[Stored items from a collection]
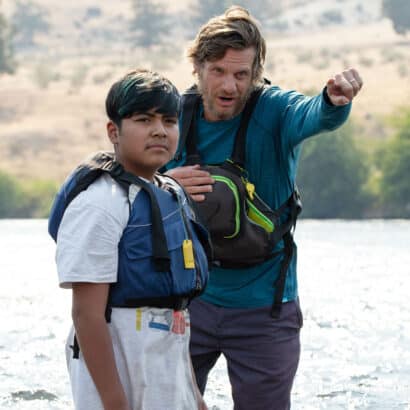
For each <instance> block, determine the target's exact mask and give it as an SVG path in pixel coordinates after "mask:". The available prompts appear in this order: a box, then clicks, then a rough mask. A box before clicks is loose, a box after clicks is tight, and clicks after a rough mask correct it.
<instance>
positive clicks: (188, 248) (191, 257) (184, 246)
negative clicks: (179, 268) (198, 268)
mask: <svg viewBox="0 0 410 410" xmlns="http://www.w3.org/2000/svg"><path fill="white" fill-rule="evenodd" d="M182 252H183V254H184V266H185V269H194V268H195V259H194V249H193V247H192V241H191V240H190V239H185V240H184V242H182Z"/></svg>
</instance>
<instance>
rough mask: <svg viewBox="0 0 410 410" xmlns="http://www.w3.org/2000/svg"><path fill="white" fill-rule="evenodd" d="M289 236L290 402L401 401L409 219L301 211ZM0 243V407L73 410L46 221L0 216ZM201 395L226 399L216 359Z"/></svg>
mask: <svg viewBox="0 0 410 410" xmlns="http://www.w3.org/2000/svg"><path fill="white" fill-rule="evenodd" d="M296 239H297V243H298V253H299V263H298V270H299V292H300V298H301V304H302V310H303V312H304V317H305V324H304V327H303V330H302V346H303V348H302V357H301V362H300V366H299V370H298V374H297V377H296V379H295V384H294V389H293V395H292V409H296V410H299V409H303V410H321V409H329V410H339V409H340V410H346V409H347V410H356V409H360V410H361V409H363V410H395V409H400V410H410V330H409V327H410V304H409V295H410V252H409V250H410V221H360V222H347V221H313V220H302V221H300V222H299V223H298V227H297V233H296ZM0 249H1V258H0V273H1V280H2V285H1V287H0V303H1V309H0V321H1V328H0V408H1V409H19V410H20V409H21V410H24V409H30V410H33V409H35V410H43V409H44V410H45V409H47V410H68V409H72V404H71V397H70V387H69V383H68V377H67V374H66V368H65V362H64V343H65V338H66V335H67V332H68V328H69V325H70V309H71V306H70V303H71V299H70V298H71V295H70V291H67V290H62V289H59V288H58V283H57V275H56V271H55V265H54V243H53V242H52V240H51V239H49V237H48V236H47V234H46V221H44V220H0ZM205 399H206V401H207V404H208V406H209V408H210V409H211V410H228V409H231V408H232V401H231V398H230V386H229V382H228V378H227V375H226V365H225V362H224V360H223V359H221V360H219V361H218V363H217V366H216V367H215V368H214V369H213V371H212V373H211V375H210V380H209V384H208V389H207V392H206V395H205ZM250 410H251V409H250Z"/></svg>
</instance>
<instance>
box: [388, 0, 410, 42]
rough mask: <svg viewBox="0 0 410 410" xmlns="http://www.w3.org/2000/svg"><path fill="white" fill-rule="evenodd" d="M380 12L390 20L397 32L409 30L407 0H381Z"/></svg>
mask: <svg viewBox="0 0 410 410" xmlns="http://www.w3.org/2000/svg"><path fill="white" fill-rule="evenodd" d="M382 13H383V15H384V16H385V17H387V18H389V19H390V20H391V21H392V23H393V28H394V30H395V31H396V32H397V33H399V34H403V35H404V34H405V33H406V31H409V30H410V2H409V0H383V3H382Z"/></svg>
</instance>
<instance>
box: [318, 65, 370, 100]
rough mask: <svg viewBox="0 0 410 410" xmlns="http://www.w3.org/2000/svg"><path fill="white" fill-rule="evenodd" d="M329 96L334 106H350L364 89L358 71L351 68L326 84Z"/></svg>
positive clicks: (335, 75)
mask: <svg viewBox="0 0 410 410" xmlns="http://www.w3.org/2000/svg"><path fill="white" fill-rule="evenodd" d="M326 87H327V89H326V92H327V95H328V97H329V99H330V101H331V102H332V104H333V105H346V104H349V103H350V102H351V101H352V100H353V98H354V97H356V95H357V94H358V93H359V91H360V90H361V88H362V87H363V80H362V78H361V77H360V75H359V73H358V71H357V70H356V69H354V68H349V69H348V70H345V71H343V72H342V73H338V74H336V75H335V76H334V77H333V78H330V79H329V80H328V81H327V84H326Z"/></svg>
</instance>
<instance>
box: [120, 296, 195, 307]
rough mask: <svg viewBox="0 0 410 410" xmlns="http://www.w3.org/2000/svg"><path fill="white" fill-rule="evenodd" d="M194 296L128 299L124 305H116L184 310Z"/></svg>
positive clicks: (175, 296)
mask: <svg viewBox="0 0 410 410" xmlns="http://www.w3.org/2000/svg"><path fill="white" fill-rule="evenodd" d="M193 296H194V295H193V294H192V295H185V296H161V297H152V298H134V299H127V300H126V301H125V303H124V304H121V305H115V306H114V307H116V308H138V307H143V306H149V307H155V308H161V309H173V310H182V309H185V308H186V307H187V306H188V304H189V302H190V301H191V299H192V297H193Z"/></svg>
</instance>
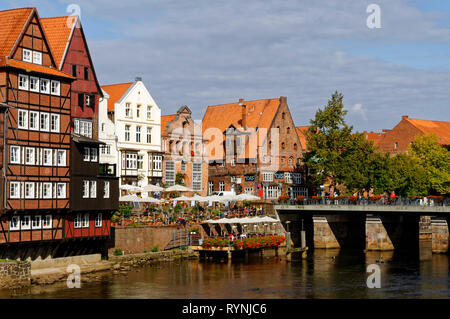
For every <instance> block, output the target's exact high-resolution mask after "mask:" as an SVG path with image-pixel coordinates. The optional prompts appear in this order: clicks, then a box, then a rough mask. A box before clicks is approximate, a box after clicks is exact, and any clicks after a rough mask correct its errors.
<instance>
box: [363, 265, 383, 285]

> _Task objective_
Your task is to list each line of the records with the word "before".

> _Exercise result_
For each <instance> block, determine the target's exact mask and give it as an SVG path in pixel coordinates after "mask:". The available prompts appear in this order: a box, then clicks, then a rough mask. A box before clicks is loose, a box after clicks is tight, and clicks after a rough mask correct it.
For every <instance> block, output the target's exact high-resolution mask after "mask:" as an SVG path with image-pixel coordinates. The optional prompts appear in this order: clicks, then a box, then a rough mask. A box before clicks is approximate, a box after clicks is exact, and any clicks after a rough mask correct its errors.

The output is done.